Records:
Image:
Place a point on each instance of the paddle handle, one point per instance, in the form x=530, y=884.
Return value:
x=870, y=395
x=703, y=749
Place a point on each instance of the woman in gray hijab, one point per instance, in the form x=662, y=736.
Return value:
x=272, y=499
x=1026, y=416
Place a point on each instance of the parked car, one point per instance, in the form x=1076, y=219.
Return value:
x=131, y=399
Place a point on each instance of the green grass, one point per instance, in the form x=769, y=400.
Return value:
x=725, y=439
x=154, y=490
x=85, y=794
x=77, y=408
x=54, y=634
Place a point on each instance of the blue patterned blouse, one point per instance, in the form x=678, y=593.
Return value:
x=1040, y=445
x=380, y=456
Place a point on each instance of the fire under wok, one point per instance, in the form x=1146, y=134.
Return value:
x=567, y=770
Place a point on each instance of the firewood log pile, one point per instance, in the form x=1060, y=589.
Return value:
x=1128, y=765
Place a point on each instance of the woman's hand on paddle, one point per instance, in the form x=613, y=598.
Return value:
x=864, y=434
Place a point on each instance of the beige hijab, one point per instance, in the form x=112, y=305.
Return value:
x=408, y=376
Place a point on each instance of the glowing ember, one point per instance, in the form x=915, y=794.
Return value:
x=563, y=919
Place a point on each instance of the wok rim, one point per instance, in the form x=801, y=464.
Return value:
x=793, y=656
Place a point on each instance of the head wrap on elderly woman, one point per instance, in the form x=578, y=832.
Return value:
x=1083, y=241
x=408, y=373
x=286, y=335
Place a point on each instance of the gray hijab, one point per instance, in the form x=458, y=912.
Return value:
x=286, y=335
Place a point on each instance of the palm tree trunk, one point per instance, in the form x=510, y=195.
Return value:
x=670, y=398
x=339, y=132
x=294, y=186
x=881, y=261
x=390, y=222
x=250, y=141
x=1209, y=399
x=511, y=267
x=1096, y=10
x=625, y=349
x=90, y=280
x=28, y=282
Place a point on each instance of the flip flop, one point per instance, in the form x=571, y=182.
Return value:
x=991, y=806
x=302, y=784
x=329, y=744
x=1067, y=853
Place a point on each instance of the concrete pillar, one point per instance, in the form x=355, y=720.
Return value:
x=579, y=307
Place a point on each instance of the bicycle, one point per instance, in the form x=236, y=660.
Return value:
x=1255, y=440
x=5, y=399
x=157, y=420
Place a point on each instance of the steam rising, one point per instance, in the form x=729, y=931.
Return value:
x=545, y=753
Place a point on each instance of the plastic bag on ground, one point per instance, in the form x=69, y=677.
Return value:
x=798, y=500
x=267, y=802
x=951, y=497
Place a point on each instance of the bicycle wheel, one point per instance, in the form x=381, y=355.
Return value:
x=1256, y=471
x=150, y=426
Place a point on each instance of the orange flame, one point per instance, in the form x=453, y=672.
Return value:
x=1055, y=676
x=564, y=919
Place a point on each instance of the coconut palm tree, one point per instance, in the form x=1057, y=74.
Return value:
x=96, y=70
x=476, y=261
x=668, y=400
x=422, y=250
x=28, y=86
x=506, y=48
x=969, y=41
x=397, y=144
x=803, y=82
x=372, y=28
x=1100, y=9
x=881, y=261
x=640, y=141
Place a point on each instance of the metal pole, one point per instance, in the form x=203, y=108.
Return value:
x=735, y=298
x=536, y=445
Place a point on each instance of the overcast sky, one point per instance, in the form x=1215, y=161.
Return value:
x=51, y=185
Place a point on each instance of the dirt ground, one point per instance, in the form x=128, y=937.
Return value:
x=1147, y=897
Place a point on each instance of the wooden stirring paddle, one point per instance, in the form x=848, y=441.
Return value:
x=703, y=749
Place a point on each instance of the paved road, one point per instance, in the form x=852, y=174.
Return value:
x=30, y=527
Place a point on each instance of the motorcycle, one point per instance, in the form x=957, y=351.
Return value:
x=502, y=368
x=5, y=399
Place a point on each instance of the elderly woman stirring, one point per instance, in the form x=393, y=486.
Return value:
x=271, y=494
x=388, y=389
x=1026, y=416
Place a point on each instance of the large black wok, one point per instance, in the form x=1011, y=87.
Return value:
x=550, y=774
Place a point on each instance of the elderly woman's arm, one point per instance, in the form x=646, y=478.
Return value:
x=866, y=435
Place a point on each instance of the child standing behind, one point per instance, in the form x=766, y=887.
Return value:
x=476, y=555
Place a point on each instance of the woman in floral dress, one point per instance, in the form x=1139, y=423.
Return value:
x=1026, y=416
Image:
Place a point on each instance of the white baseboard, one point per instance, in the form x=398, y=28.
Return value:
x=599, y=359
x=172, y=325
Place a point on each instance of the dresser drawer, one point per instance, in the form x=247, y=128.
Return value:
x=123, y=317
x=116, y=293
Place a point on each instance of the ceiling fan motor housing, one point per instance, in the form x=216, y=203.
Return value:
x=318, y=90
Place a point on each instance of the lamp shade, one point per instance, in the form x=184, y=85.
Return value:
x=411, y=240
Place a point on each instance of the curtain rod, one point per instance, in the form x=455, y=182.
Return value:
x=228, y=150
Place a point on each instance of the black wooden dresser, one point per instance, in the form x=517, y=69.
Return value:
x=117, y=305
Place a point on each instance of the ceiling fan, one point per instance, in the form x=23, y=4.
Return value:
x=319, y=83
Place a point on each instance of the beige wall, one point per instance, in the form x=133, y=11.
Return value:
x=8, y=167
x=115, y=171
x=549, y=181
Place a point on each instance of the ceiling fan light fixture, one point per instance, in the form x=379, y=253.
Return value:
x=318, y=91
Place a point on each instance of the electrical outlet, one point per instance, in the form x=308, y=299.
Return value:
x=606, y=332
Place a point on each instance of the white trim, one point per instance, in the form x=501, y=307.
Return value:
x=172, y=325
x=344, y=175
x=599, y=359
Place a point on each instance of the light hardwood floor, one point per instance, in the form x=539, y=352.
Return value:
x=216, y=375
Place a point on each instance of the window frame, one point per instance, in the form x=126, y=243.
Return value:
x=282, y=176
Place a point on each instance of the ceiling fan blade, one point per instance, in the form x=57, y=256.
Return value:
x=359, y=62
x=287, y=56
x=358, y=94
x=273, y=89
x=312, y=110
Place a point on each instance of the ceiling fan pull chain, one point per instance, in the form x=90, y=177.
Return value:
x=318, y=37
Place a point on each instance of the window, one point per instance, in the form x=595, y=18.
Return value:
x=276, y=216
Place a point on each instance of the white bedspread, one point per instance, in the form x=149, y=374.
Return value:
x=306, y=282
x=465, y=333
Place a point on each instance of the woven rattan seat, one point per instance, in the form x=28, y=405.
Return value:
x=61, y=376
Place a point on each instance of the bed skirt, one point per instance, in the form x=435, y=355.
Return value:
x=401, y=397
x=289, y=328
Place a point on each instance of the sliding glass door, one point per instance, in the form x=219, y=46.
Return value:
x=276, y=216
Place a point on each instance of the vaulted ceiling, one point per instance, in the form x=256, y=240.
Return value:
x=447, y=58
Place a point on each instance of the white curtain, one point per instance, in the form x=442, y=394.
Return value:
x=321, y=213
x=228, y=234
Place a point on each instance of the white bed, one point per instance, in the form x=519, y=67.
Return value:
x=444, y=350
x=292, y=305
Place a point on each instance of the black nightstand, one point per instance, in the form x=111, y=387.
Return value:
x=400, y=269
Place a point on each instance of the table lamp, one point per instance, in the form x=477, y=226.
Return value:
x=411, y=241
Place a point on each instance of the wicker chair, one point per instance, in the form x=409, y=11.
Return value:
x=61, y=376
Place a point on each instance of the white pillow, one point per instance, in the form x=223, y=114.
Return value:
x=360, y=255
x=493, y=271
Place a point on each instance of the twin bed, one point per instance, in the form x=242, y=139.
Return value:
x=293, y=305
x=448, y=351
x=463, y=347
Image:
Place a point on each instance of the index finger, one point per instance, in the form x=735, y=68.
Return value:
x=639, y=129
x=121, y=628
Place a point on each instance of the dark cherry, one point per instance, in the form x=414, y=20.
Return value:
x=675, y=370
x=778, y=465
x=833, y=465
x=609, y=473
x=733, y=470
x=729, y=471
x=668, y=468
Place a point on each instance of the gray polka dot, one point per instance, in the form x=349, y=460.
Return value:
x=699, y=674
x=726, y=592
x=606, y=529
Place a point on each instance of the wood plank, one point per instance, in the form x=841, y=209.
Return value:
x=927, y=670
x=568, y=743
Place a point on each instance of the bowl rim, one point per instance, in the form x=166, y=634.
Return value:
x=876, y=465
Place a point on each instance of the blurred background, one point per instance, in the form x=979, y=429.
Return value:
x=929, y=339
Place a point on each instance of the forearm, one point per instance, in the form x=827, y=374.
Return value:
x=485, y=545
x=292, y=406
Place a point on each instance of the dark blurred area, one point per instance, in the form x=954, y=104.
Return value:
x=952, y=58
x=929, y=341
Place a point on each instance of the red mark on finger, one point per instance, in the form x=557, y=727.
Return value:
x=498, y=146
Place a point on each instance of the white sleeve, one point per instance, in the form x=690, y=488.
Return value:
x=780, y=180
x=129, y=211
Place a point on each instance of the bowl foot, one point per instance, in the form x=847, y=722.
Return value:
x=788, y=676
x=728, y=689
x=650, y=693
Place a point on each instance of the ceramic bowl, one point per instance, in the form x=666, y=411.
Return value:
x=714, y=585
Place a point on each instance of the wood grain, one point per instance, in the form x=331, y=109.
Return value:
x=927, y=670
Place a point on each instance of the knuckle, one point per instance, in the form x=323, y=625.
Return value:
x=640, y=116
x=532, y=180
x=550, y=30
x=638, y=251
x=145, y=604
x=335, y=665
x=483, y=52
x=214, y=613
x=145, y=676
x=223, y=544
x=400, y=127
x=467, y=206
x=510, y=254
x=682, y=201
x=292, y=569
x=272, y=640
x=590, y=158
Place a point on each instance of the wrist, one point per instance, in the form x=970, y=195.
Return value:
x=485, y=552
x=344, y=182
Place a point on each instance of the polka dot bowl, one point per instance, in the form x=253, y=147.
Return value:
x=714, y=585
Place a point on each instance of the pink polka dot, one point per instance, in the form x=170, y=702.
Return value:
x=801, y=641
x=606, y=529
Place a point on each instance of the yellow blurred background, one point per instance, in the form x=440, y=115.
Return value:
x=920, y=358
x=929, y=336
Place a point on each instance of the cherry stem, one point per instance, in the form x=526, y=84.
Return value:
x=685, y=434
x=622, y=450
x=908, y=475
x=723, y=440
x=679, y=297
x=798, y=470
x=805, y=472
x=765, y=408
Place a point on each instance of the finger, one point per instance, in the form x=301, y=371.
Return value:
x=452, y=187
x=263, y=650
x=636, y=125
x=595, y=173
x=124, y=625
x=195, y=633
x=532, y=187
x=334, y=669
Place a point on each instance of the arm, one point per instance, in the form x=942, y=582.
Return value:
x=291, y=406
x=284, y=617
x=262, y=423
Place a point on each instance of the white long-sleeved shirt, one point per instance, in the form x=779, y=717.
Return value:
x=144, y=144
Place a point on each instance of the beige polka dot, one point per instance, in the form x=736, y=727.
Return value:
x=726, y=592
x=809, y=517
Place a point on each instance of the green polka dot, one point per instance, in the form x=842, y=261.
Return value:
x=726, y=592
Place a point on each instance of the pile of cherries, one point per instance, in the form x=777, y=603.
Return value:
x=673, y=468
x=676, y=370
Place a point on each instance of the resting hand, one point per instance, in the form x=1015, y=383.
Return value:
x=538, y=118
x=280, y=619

_STATED GOAL_:
Rewrite the part of the listing between the lines holding "Place a point on each instance of the blurred" and "x=650, y=693", inclusive, keeping every request as it is. Shift each coordinate in the answers by adding -119 to it.

_SOLUTION_:
Place a point on each instance of the blurred background, one point per instance, in the form x=979, y=429.
Return value:
x=810, y=220
Place a point on each instance of the forearm, one point per instance, in the form x=827, y=374.
Return value:
x=366, y=426
x=173, y=287
Place a point on each instance of the dark blurred area, one point per instance, in the form x=954, y=104.
Return value:
x=833, y=-61
x=810, y=222
Place a point on each instance of the red mark on finger, one point per instance, in the form x=557, y=727.
Return value:
x=379, y=27
Place a point on each instance of the white sleeve, one point per instance, in the form x=690, y=488.
Return value:
x=661, y=61
x=10, y=92
Place a point on each instance of the bowl foot, one point per instance, in the form x=847, y=722.
Return value:
x=669, y=557
x=609, y=570
x=531, y=574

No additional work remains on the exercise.